*** Opening MATERIAL SUPPLIED ***

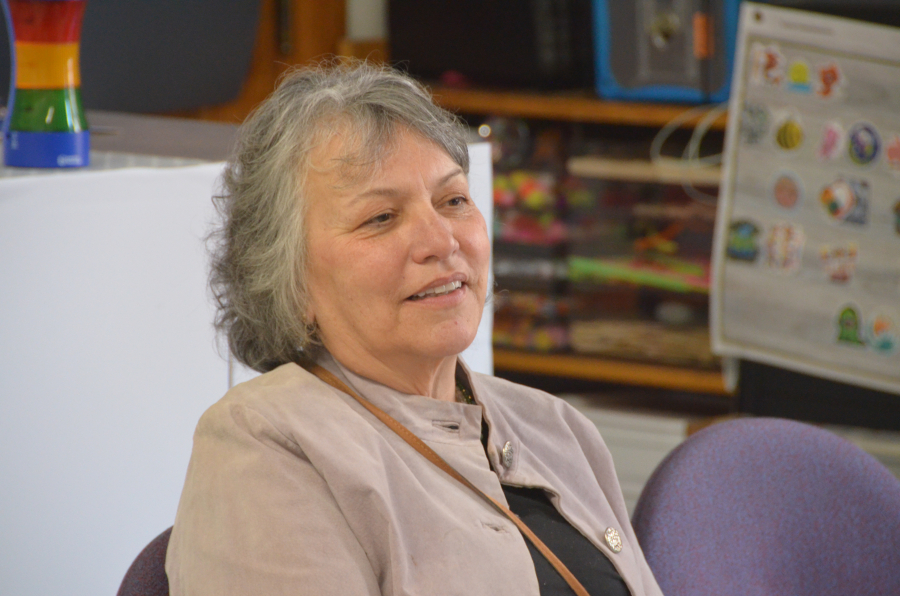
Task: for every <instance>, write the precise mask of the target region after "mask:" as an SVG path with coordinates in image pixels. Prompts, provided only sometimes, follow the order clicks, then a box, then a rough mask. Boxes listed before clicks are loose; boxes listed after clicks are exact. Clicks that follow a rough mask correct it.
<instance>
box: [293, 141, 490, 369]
mask: <svg viewBox="0 0 900 596" xmlns="http://www.w3.org/2000/svg"><path fill="white" fill-rule="evenodd" d="M343 149H344V148H343V146H342V142H341V139H340V138H339V137H338V138H334V139H332V140H331V142H329V143H326V144H324V145H323V146H321V147H320V148H319V149H318V150H316V151H314V153H313V155H312V159H311V164H312V168H310V171H309V175H308V177H307V183H306V192H307V200H308V204H307V219H306V222H307V232H308V233H307V242H308V246H307V248H308V253H309V270H308V287H309V292H310V296H311V308H310V311H309V312H308V313H306V315H307V320H309V317H310V316H311V317H314V319H315V321H316V323H317V324H318V326H319V330H320V335H321V337H322V340H323V342H324V344H325V347H326V348H327V349H328V350H329V351H330V352H331V353H332V354H333V355H334V356H335V357H336V358H337V359H338V360H339V361H342V362H345V363H348V364H350V365H351V366H352V365H353V363H354V362H356V363H360V359H368V358H376V359H377V360H378V361H380V362H381V363H382V364H385V365H389V364H390V363H391V362H392V361H400V362H405V363H407V364H409V363H411V362H412V363H415V362H416V361H417V360H418V361H420V362H422V363H423V364H424V363H426V362H428V361H434V360H439V359H444V358H446V357H448V356H455V355H457V354H459V353H460V352H461V351H463V350H464V349H465V348H466V347H468V345H469V344H470V343H472V340H473V339H474V338H475V333H476V331H477V329H478V323H479V321H480V320H481V314H482V310H483V308H484V301H485V294H486V291H487V282H488V268H489V262H490V243H489V241H488V235H487V228H486V226H485V222H484V218H483V217H482V216H481V213H480V212H479V211H478V208H477V207H476V206H475V203H474V202H473V200H472V197H471V195H470V194H469V184H468V180H467V178H466V175H465V173H464V172H463V171H462V169H461V168H460V167H459V165H457V164H456V162H454V161H453V160H452V159H451V158H450V156H449V155H447V154H446V153H445V152H444V151H443V150H442V149H441V148H440V147H439V146H437V145H436V144H434V143H432V142H430V141H428V140H425V139H424V138H422V137H421V136H419V135H416V134H414V133H412V132H410V131H409V130H407V129H401V130H400V131H399V132H398V136H397V139H396V142H395V143H394V145H393V147H392V148H391V149H390V151H389V153H388V154H387V155H386V156H385V157H384V159H383V160H382V162H381V164H380V166H378V167H376V168H375V169H374V173H373V174H372V175H371V177H369V178H364V179H363V180H361V181H360V182H358V183H353V184H350V185H348V184H347V181H346V180H345V179H343V176H342V175H341V168H340V167H338V166H337V163H338V162H336V161H334V160H336V159H337V158H339V157H340V152H341V151H342V150H343Z"/></svg>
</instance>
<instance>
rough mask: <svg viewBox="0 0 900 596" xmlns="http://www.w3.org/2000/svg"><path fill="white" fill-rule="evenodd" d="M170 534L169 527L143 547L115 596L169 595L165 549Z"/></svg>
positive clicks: (168, 544)
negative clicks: (145, 545) (148, 543)
mask: <svg viewBox="0 0 900 596" xmlns="http://www.w3.org/2000/svg"><path fill="white" fill-rule="evenodd" d="M171 534H172V528H169V529H168V530H166V531H165V532H163V533H162V534H160V535H159V536H157V537H156V538H154V539H153V540H151V541H150V544H148V545H147V546H146V547H144V550H142V551H141V554H139V555H138V556H137V558H136V559H135V560H134V563H132V564H131V567H129V568H128V572H127V573H125V578H124V579H123V580H122V585H121V586H119V591H118V592H117V596H169V578H168V577H166V549H167V548H168V547H169V535H171Z"/></svg>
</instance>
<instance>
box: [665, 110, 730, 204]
mask: <svg viewBox="0 0 900 596" xmlns="http://www.w3.org/2000/svg"><path fill="white" fill-rule="evenodd" d="M727 109H728V104H727V103H722V104H719V105H716V106H713V107H711V108H710V107H708V106H697V107H695V108H691V109H689V110H685V111H684V112H682V113H680V114H678V115H677V116H676V117H675V118H673V119H672V120H670V121H669V122H668V123H667V124H666V125H665V126H663V127H662V128H661V129H660V130H659V132H657V133H656V136H655V137H654V138H653V142H652V143H651V144H650V161H651V163H653V164H656V165H663V164H665V165H666V166H669V167H680V168H684V169H685V170H690V169H693V168H700V167H708V166H715V165H719V164H720V163H722V154H721V153H718V154H715V155H707V156H704V157H700V143H701V142H702V141H703V137H705V136H706V133H707V132H709V129H710V128H711V127H712V124H713V122H715V121H716V119H717V118H719V116H720V115H721V114H722V113H723V112H725V111H726V110H727ZM701 115H702V117H701V118H700V120H699V122H698V123H697V125H696V126H695V127H694V130H693V133H692V134H691V139H690V141H689V142H688V144H687V146H686V147H685V148H684V151H683V152H682V154H681V159H677V158H667V157H663V156H662V148H663V145H664V144H665V142H666V141H667V140H668V139H669V137H670V136H672V133H673V132H675V131H676V130H677V129H678V128H680V127H681V125H682V124H684V123H685V122H687V121H688V120H691V119H693V118H696V117H697V116H701ZM681 186H682V188H684V191H685V192H686V193H687V195H688V196H689V197H691V198H692V199H694V200H695V201H698V202H700V203H706V204H713V205H714V204H715V203H716V202H717V200H718V197H717V196H715V195H711V194H709V193H705V192H702V191H700V190H697V188H696V187H695V186H694V185H693V183H692V182H690V180H689V179H688V178H687V177H685V179H684V180H683V181H682V183H681Z"/></svg>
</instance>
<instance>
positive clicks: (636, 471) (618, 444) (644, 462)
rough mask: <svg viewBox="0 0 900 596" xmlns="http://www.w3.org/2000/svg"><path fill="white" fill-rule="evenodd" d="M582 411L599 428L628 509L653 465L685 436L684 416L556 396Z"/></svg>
mask: <svg viewBox="0 0 900 596" xmlns="http://www.w3.org/2000/svg"><path fill="white" fill-rule="evenodd" d="M560 397H562V398H563V399H565V400H566V401H568V402H569V403H570V404H571V405H572V406H574V407H575V408H577V409H578V410H579V411H580V412H581V413H582V414H584V415H585V416H586V417H587V418H588V420H590V421H591V422H593V423H594V425H595V426H596V427H597V429H598V430H599V431H600V435H601V436H602V437H603V440H604V442H605V443H606V446H607V447H608V448H609V452H610V453H611V454H612V457H613V462H615V464H616V475H617V476H618V477H619V484H620V485H621V486H622V494H623V496H624V497H625V505H626V506H627V507H628V513H629V514H631V513H634V506H635V505H636V504H637V500H638V497H639V496H640V495H641V491H642V490H643V488H644V485H645V484H646V483H647V480H648V479H649V478H650V475H651V474H652V473H653V471H654V470H655V469H656V466H658V465H659V463H660V462H661V461H662V460H663V459H664V458H665V457H666V456H667V455H668V454H669V453H670V452H671V451H672V450H673V449H675V447H677V446H678V445H679V444H680V443H681V442H682V441H684V439H685V438H686V437H687V423H688V421H687V419H686V418H681V417H678V416H667V415H664V414H645V413H637V412H623V411H621V410H611V409H607V408H603V407H601V406H598V405H596V404H595V403H592V401H591V399H589V398H586V397H582V396H575V395H565V396H560Z"/></svg>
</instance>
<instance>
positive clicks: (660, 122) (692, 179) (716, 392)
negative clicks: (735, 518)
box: [432, 85, 729, 398]
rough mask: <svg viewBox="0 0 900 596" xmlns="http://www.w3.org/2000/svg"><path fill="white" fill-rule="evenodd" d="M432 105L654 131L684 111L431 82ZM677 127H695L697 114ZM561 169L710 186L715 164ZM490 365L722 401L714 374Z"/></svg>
mask: <svg viewBox="0 0 900 596" xmlns="http://www.w3.org/2000/svg"><path fill="white" fill-rule="evenodd" d="M432 92H433V95H434V97H435V100H436V101H437V103H439V104H440V105H441V106H443V107H444V108H447V109H449V110H451V111H454V112H457V113H461V114H467V115H492V116H507V117H516V118H524V119H538V120H554V121H565V122H582V123H592V124H604V125H616V126H632V127H644V128H661V127H663V126H665V125H666V124H668V123H669V122H671V121H672V120H673V119H675V118H677V117H679V116H681V115H682V114H683V113H684V112H685V111H686V110H689V109H691V107H690V106H681V105H669V104H645V103H626V102H612V101H604V100H602V99H598V98H596V97H594V96H592V95H591V94H589V93H587V92H557V93H548V92H519V91H498V90H487V89H455V88H449V87H444V86H441V85H435V86H433V87H432ZM697 112H698V114H697V115H696V116H694V117H692V118H688V119H686V120H685V121H684V123H682V126H683V127H685V128H690V127H693V126H695V125H697V124H698V123H699V122H700V120H701V118H702V117H703V114H702V112H701V111H700V110H698V111H697ZM726 121H727V115H725V114H723V115H722V116H720V117H719V118H717V119H716V120H715V121H714V122H713V124H712V127H711V129H712V130H717V131H722V130H724V128H725V123H726ZM567 167H568V170H569V172H570V173H572V174H575V175H577V176H582V177H592V178H602V179H607V180H617V181H624V182H639V183H660V184H682V183H689V184H692V185H695V186H704V187H713V186H717V185H718V184H719V179H720V175H721V171H720V169H719V168H717V167H703V168H686V167H684V166H683V165H682V164H679V163H675V161H674V160H672V161H667V160H666V161H663V162H660V163H655V164H654V163H650V161H649V160H647V161H644V160H621V159H608V158H603V157H597V156H584V157H573V158H571V159H570V160H569V161H568V163H567ZM494 366H495V369H496V370H497V371H498V372H499V373H500V374H502V373H503V372H504V371H506V372H510V373H524V374H532V375H543V376H548V377H560V378H569V379H577V380H581V381H591V382H598V383H616V384H622V385H630V386H637V387H650V388H656V389H664V390H673V391H683V392H690V393H699V394H706V395H714V396H721V397H723V398H724V397H726V396H728V394H729V393H728V391H727V389H726V384H725V380H724V378H723V375H722V372H721V371H720V370H716V369H702V368H690V367H680V366H672V365H665V364H655V363H647V362H638V361H630V360H620V359H615V358H609V357H605V356H592V355H580V354H544V353H536V352H525V351H517V350H512V349H505V348H495V349H494Z"/></svg>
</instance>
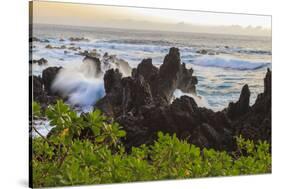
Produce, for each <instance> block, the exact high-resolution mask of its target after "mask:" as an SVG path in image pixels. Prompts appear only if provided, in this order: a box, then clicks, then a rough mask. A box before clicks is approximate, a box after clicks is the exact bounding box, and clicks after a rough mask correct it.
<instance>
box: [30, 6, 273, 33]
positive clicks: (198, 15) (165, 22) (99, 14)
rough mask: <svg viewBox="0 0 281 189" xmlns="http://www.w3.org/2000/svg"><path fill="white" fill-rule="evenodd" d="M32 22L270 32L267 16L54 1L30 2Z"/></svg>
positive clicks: (182, 29) (254, 32)
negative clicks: (155, 8)
mask: <svg viewBox="0 0 281 189" xmlns="http://www.w3.org/2000/svg"><path fill="white" fill-rule="evenodd" d="M33 21H34V23H43V24H62V25H75V26H96V27H113V28H128V29H145V30H167V31H180V32H200V33H225V34H243V35H263V36H270V35H271V17H270V16H261V15H243V14H225V13H212V12H198V11H177V10H164V9H147V8H133V7H117V6H102V5H86V4H72V3H56V2H42V1H41V2H38V1H35V2H33Z"/></svg>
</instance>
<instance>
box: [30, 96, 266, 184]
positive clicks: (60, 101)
mask: <svg viewBox="0 0 281 189" xmlns="http://www.w3.org/2000/svg"><path fill="white" fill-rule="evenodd" d="M33 110H34V116H39V115H40V116H46V117H47V118H48V119H49V120H50V123H51V125H53V126H55V128H54V129H53V130H52V131H51V132H52V134H51V135H50V136H49V137H48V138H46V137H44V136H42V135H40V134H39V137H35V138H33V140H32V171H33V185H34V187H51V186H62V185H64V186H65V185H82V184H98V183H116V182H130V181H149V180H160V179H183V178H195V177H211V176H228V175H241V174H261V173H269V172H271V154H270V152H269V150H270V149H269V144H268V143H266V142H262V141H259V142H258V143H257V144H254V143H253V141H249V140H244V139H243V138H242V137H241V136H240V137H237V146H238V150H237V151H236V152H234V153H233V154H229V153H226V152H219V151H215V150H213V149H200V148H198V147H196V146H195V145H192V144H189V143H188V142H187V141H184V140H179V139H178V138H177V137H176V135H173V136H169V135H168V134H163V133H162V132H159V133H158V139H157V141H155V142H154V144H153V145H150V146H146V145H142V146H140V147H133V148H132V149H131V152H130V153H127V152H125V149H124V146H123V144H122V142H121V141H120V139H121V138H123V137H125V136H126V132H125V131H124V130H122V127H121V126H120V125H119V124H118V123H116V122H114V121H112V120H110V119H109V118H107V117H105V116H103V115H102V113H101V111H99V110H95V111H93V112H90V113H89V114H84V115H78V114H77V113H76V112H75V111H73V110H71V108H70V107H69V106H67V105H66V104H64V103H63V102H62V101H58V102H57V104H56V105H54V106H49V107H48V108H47V109H46V111H45V112H42V110H41V108H40V105H39V104H38V103H33ZM33 129H34V131H35V132H38V130H37V129H36V128H34V127H33Z"/></svg>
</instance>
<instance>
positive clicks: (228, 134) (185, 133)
mask: <svg viewBox="0 0 281 189" xmlns="http://www.w3.org/2000/svg"><path fill="white" fill-rule="evenodd" d="M192 74H193V70H192V69H186V68H185V65H184V64H181V62H180V55H179V50H178V49H177V48H171V49H170V51H169V54H168V55H167V56H166V57H165V59H164V63H163V65H161V66H160V69H158V68H157V67H155V66H154V65H153V64H152V60H151V59H144V60H143V61H142V62H141V63H140V64H139V65H138V67H137V68H135V69H133V70H132V76H131V77H125V78H122V75H121V73H120V72H119V71H118V70H113V69H111V70H108V71H107V72H106V74H105V76H104V84H105V91H106V95H105V97H104V98H102V99H101V100H100V101H98V102H97V104H96V105H95V107H96V108H99V109H101V110H102V111H103V112H104V113H105V114H107V115H109V116H112V117H113V118H115V120H116V121H117V122H119V123H120V124H121V125H122V126H123V127H124V129H125V130H126V131H127V137H126V139H125V141H124V142H125V145H126V147H127V149H130V147H132V146H138V145H141V144H144V143H145V144H148V143H152V142H153V141H154V139H155V138H156V133H157V132H158V131H162V132H165V133H170V134H173V133H176V135H177V136H178V137H179V138H181V139H188V140H189V141H190V142H191V143H193V144H195V145H197V146H199V147H207V148H214V149H217V150H226V151H232V150H234V149H235V136H237V135H239V134H241V135H243V137H245V138H250V139H254V140H258V139H264V140H267V141H269V142H270V139H271V71H270V70H268V72H267V74H266V78H265V80H264V83H265V90H264V93H262V94H260V95H259V96H258V98H257V100H256V103H255V104H254V105H253V106H251V107H250V106H249V98H250V94H251V93H250V90H249V87H248V85H245V86H244V87H243V88H242V91H241V95H240V98H239V100H238V101H237V102H235V103H234V102H233V103H230V104H229V107H227V108H226V109H225V110H223V111H219V112H214V111H212V110H210V109H207V108H201V107H198V106H197V104H196V102H195V101H194V100H193V98H191V97H188V96H182V97H181V98H178V99H175V100H174V101H173V102H172V103H171V98H172V95H173V92H174V90H175V89H181V90H182V91H184V92H189V93H196V87H195V86H196V84H197V78H196V77H194V76H192Z"/></svg>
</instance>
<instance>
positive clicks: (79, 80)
mask: <svg viewBox="0 0 281 189" xmlns="http://www.w3.org/2000/svg"><path fill="white" fill-rule="evenodd" d="M52 90H53V91H55V92H58V93H60V94H61V95H62V96H63V97H66V98H67V99H68V100H67V101H68V102H69V103H70V104H71V105H74V106H80V107H85V108H88V107H89V106H92V105H93V104H95V102H96V101H97V100H99V99H100V98H102V97H103V96H104V94H105V92H104V83H103V78H102V75H99V74H96V67H95V64H93V63H91V62H89V61H86V62H84V63H82V64H81V65H80V66H77V67H71V68H64V69H62V70H61V71H60V72H59V74H58V75H57V77H56V79H55V81H54V82H53V85H52Z"/></svg>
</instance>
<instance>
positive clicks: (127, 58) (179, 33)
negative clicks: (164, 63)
mask: <svg viewBox="0 0 281 189" xmlns="http://www.w3.org/2000/svg"><path fill="white" fill-rule="evenodd" d="M33 35H34V36H35V37H38V38H40V39H42V40H48V41H49V43H42V42H34V44H33V45H34V47H33V48H32V59H40V58H45V59H47V60H48V63H47V64H46V65H37V64H33V65H32V74H34V75H41V74H42V70H44V69H46V68H47V67H51V66H62V67H63V69H62V70H61V72H60V73H59V75H58V77H57V79H56V80H55V82H54V84H53V90H54V91H57V92H59V93H61V95H62V96H67V97H68V103H69V104H71V105H73V106H78V107H79V106H80V107H83V108H84V109H88V110H89V109H91V107H92V106H93V105H94V104H95V102H96V101H97V100H99V99H100V98H102V97H103V96H104V94H105V92H104V87H103V75H99V76H98V75H95V74H92V73H94V72H95V69H96V68H95V67H93V66H91V65H92V64H91V63H86V62H85V61H83V59H84V56H81V55H79V52H83V51H85V50H88V51H92V50H94V49H95V50H96V51H97V53H98V54H100V55H101V57H102V56H103V55H104V53H108V54H109V55H114V56H113V57H114V60H118V61H119V60H120V61H121V60H122V61H126V62H128V64H129V65H130V67H132V68H134V67H137V65H138V64H139V63H140V62H141V60H142V59H144V58H152V61H153V64H154V65H155V66H160V65H161V64H162V63H163V59H164V57H165V55H166V54H167V53H168V50H169V48H170V47H173V46H175V47H178V48H179V49H180V53H181V61H182V62H183V63H185V64H186V66H187V68H193V70H194V75H195V76H197V78H198V84H197V94H196V95H194V94H184V93H182V92H181V91H179V90H176V91H175V93H174V96H175V98H178V97H180V96H181V95H189V96H191V97H193V98H194V99H195V101H196V102H197V104H198V105H199V106H202V107H208V108H211V109H213V110H215V111H217V110H221V109H223V108H225V107H226V106H227V105H228V103H229V102H231V101H237V100H238V98H239V95H240V91H241V89H242V86H243V85H244V84H248V85H249V88H250V90H251V99H250V103H251V104H253V103H254V102H255V99H256V97H257V94H258V93H260V92H262V91H263V76H264V75H265V73H266V69H267V68H268V67H269V68H270V67H271V39H270V38H265V37H249V36H227V35H213V34H212V35H211V34H194V33H175V32H158V33H157V32H155V31H154V32H152V31H151V32H150V31H143V32H142V31H133V30H120V29H110V28H77V27H70V26H53V25H35V26H34V31H33ZM70 37H85V38H87V39H89V40H88V41H77V42H73V41H70V40H69V38H70ZM47 44H50V45H52V46H55V47H59V46H62V45H64V46H67V47H70V46H74V47H79V48H80V50H78V51H74V50H69V49H48V48H46V45H47ZM202 50H204V51H202ZM109 68H114V67H112V66H111V67H109ZM103 69H104V70H103V71H104V72H105V71H106V69H108V68H103ZM123 75H124V76H128V73H127V72H126V73H125V71H123Z"/></svg>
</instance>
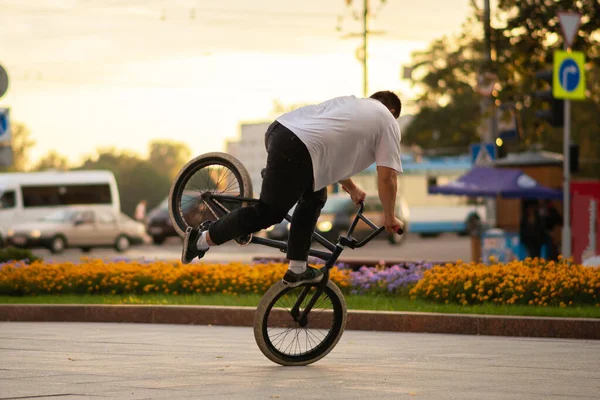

*** Closing MATERIAL SUPPLIED ***

## WHAT IS NEEDED
Copy the entries above exactly, but only from the line holding "positive clicks: (198, 15) (165, 22) (99, 14)" through the line holding "box: [30, 96, 266, 184]", both included.

## FINISHED EXERCISE
positive clicks: (198, 15) (165, 22) (99, 14)
rough mask: <svg viewBox="0 0 281 189" xmlns="http://www.w3.org/2000/svg"><path fill="white" fill-rule="evenodd" d="M32 22L270 32L267 16L54 1L30 2Z"/></svg>
positive clicks: (182, 29) (254, 32)
negative clicks: (155, 8)
mask: <svg viewBox="0 0 281 189" xmlns="http://www.w3.org/2000/svg"><path fill="white" fill-rule="evenodd" d="M33 21H34V23H43V24H62V25H75V26H96V27H113V28H128V29H145V30H167V31H180V32H200V33H225V34H243V35H263V36H270V35H271V17H270V16H261V15H243V14H225V13H212V12H198V11H177V10H164V9H147V8H133V7H117V6H102V5H86V4H72V3H56V2H42V1H41V2H38V1H35V2H33Z"/></svg>
</instance>
<instance>
box: [30, 96, 266, 184]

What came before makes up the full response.